▶ [SET TASK] Could you pull out every line of the records below that contains the string "desk", matching case exactly?

▶ [A block of data]

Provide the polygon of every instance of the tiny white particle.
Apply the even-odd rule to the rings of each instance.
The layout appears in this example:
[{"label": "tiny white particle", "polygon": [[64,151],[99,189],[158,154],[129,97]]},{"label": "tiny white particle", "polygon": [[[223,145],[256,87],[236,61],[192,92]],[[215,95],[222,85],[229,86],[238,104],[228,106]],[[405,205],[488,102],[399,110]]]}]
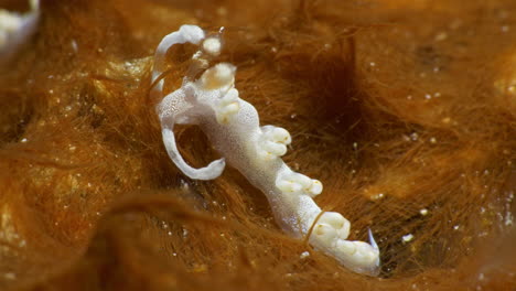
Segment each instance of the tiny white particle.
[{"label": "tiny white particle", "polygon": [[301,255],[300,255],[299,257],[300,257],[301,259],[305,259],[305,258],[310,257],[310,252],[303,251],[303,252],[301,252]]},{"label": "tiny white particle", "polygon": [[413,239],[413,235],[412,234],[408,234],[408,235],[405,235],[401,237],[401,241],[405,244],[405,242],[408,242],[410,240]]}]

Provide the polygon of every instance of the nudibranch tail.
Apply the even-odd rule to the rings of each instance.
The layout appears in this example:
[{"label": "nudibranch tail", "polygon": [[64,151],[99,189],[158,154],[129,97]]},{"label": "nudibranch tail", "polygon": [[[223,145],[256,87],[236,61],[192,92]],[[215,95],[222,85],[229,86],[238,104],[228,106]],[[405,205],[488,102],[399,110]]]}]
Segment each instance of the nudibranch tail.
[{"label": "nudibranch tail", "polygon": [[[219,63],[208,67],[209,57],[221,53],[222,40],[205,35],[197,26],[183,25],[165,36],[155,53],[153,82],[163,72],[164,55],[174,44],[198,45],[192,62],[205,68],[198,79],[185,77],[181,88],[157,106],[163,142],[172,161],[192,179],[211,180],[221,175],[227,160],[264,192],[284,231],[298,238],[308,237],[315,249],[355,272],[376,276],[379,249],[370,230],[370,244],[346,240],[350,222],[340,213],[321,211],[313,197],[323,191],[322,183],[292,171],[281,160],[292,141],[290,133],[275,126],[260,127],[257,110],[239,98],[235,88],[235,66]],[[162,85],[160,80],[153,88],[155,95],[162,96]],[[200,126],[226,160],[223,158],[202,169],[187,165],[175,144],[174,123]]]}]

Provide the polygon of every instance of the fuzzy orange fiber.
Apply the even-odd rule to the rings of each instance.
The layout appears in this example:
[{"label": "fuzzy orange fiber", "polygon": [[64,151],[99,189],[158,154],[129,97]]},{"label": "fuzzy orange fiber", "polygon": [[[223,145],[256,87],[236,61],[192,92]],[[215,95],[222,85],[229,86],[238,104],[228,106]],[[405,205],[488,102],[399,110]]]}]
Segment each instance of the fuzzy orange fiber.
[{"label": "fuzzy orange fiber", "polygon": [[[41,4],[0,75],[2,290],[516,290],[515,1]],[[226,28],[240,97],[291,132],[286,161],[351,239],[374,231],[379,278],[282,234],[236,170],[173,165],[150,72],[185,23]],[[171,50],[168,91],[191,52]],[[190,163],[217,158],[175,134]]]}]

==

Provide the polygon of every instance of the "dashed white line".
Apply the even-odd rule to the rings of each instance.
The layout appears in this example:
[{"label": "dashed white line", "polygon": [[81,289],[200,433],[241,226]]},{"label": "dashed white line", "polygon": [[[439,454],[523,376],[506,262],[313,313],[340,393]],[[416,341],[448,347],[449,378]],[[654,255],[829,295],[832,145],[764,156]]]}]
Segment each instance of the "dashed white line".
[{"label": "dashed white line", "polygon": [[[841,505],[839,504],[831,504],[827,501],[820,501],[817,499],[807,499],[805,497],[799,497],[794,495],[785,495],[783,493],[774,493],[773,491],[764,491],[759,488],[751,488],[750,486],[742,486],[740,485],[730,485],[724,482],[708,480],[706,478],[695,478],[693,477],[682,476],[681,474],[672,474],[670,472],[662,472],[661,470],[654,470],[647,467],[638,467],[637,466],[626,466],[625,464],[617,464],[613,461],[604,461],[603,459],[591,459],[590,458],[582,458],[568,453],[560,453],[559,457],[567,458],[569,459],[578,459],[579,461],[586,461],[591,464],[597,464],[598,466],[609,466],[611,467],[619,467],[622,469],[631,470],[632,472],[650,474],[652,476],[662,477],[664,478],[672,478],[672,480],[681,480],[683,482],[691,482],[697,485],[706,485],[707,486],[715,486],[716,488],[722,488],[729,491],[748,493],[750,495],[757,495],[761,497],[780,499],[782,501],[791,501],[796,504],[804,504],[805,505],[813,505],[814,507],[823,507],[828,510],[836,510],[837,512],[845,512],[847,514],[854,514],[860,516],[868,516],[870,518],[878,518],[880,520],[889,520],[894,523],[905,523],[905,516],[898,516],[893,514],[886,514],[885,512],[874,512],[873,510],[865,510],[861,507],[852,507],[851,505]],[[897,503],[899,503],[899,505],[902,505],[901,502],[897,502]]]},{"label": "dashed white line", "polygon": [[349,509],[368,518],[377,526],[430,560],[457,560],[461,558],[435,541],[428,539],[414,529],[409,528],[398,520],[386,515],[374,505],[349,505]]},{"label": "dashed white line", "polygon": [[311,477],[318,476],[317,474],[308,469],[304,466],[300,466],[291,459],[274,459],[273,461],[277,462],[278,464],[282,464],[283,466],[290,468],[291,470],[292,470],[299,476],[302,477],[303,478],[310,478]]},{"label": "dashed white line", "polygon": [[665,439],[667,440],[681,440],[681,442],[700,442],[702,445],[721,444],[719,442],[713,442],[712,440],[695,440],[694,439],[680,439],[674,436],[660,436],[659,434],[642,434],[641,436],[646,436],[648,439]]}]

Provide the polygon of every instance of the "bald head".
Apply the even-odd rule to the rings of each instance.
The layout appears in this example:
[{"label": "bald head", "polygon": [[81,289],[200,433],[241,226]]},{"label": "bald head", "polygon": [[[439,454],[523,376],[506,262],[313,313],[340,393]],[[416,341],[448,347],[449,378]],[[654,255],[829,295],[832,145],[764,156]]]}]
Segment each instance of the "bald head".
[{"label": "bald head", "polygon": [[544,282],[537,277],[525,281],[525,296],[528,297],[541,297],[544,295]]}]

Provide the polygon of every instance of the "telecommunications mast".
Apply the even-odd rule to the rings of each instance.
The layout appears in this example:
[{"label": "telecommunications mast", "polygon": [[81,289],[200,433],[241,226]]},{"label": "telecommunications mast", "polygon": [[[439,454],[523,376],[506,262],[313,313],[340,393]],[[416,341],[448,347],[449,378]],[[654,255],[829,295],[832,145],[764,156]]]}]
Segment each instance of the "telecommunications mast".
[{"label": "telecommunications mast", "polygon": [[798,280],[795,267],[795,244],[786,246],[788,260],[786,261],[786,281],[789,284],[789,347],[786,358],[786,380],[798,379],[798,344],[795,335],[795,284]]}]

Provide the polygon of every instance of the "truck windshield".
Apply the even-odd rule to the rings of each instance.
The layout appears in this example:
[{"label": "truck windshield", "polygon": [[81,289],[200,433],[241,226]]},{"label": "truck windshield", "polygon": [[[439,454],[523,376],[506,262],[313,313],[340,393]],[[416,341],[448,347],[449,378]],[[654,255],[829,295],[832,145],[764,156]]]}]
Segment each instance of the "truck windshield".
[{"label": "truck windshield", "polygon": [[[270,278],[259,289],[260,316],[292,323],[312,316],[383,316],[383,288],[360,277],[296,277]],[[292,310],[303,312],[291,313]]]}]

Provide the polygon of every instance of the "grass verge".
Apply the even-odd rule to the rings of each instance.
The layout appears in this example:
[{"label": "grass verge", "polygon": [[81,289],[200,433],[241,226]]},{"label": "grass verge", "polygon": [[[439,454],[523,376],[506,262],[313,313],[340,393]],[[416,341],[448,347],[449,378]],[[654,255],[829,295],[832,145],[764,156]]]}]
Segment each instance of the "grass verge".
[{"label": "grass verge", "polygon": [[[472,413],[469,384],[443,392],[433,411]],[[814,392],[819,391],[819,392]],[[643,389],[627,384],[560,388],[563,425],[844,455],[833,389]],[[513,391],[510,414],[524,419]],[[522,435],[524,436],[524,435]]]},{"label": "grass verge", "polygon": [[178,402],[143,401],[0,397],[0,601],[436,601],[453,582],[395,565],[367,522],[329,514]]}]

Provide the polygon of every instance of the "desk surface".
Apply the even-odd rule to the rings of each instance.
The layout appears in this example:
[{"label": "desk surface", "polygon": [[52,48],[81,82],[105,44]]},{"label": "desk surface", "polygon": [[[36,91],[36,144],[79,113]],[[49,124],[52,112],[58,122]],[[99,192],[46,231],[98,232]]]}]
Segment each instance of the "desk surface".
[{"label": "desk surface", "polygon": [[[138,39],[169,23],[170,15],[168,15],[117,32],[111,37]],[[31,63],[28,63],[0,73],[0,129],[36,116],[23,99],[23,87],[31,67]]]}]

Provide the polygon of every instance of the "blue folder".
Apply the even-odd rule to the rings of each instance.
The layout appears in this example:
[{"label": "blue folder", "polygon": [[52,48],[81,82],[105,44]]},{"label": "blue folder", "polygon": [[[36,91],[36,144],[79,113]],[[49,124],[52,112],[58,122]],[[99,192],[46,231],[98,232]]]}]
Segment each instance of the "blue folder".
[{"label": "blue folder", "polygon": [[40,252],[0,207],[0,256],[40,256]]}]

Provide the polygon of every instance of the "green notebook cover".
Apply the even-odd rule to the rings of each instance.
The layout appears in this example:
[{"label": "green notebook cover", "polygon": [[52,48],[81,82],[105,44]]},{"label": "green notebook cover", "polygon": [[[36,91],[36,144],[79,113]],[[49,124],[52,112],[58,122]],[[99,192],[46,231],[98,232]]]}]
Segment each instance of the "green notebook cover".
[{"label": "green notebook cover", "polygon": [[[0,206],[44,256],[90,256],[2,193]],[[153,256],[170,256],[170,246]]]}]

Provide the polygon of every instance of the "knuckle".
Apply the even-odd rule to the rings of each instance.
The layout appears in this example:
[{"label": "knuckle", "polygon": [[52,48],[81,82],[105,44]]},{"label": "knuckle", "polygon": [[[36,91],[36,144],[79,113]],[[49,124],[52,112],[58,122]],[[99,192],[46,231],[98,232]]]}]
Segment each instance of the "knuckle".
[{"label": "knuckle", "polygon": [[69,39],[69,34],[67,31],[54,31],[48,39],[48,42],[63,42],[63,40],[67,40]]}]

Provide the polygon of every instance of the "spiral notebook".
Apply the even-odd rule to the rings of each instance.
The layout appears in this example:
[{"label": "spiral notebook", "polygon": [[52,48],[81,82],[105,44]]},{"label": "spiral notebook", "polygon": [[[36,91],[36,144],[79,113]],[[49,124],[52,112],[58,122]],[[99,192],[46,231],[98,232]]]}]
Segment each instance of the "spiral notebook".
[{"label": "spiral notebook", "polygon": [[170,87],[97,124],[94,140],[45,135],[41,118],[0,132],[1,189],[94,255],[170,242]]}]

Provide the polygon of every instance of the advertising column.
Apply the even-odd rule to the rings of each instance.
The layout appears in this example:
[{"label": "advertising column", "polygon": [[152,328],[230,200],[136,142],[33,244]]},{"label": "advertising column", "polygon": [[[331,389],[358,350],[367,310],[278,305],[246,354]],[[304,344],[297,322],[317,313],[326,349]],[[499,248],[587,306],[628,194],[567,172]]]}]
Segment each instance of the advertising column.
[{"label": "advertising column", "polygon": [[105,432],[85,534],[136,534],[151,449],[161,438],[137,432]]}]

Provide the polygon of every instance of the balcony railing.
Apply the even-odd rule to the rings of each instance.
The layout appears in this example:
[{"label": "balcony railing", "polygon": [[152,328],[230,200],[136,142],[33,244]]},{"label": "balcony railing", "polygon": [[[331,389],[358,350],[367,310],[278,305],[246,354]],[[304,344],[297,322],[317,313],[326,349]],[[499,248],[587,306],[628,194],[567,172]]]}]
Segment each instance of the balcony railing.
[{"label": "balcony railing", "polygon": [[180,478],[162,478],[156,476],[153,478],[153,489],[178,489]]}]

▶ [ANSWER BELOW]
Provide the polygon of every instance of the "desk surface".
[{"label": "desk surface", "polygon": [[52,48],[81,82],[105,44]]},{"label": "desk surface", "polygon": [[[36,91],[36,144],[79,113]],[[49,124],[52,112],[58,122]],[[99,192],[46,231],[98,232]]]}]
Segment each instance of the "desk surface".
[{"label": "desk surface", "polygon": [[[138,39],[169,23],[170,15],[168,15],[117,32],[111,37]],[[31,63],[28,63],[0,73],[0,129],[36,116],[23,99],[23,87],[31,67]]]}]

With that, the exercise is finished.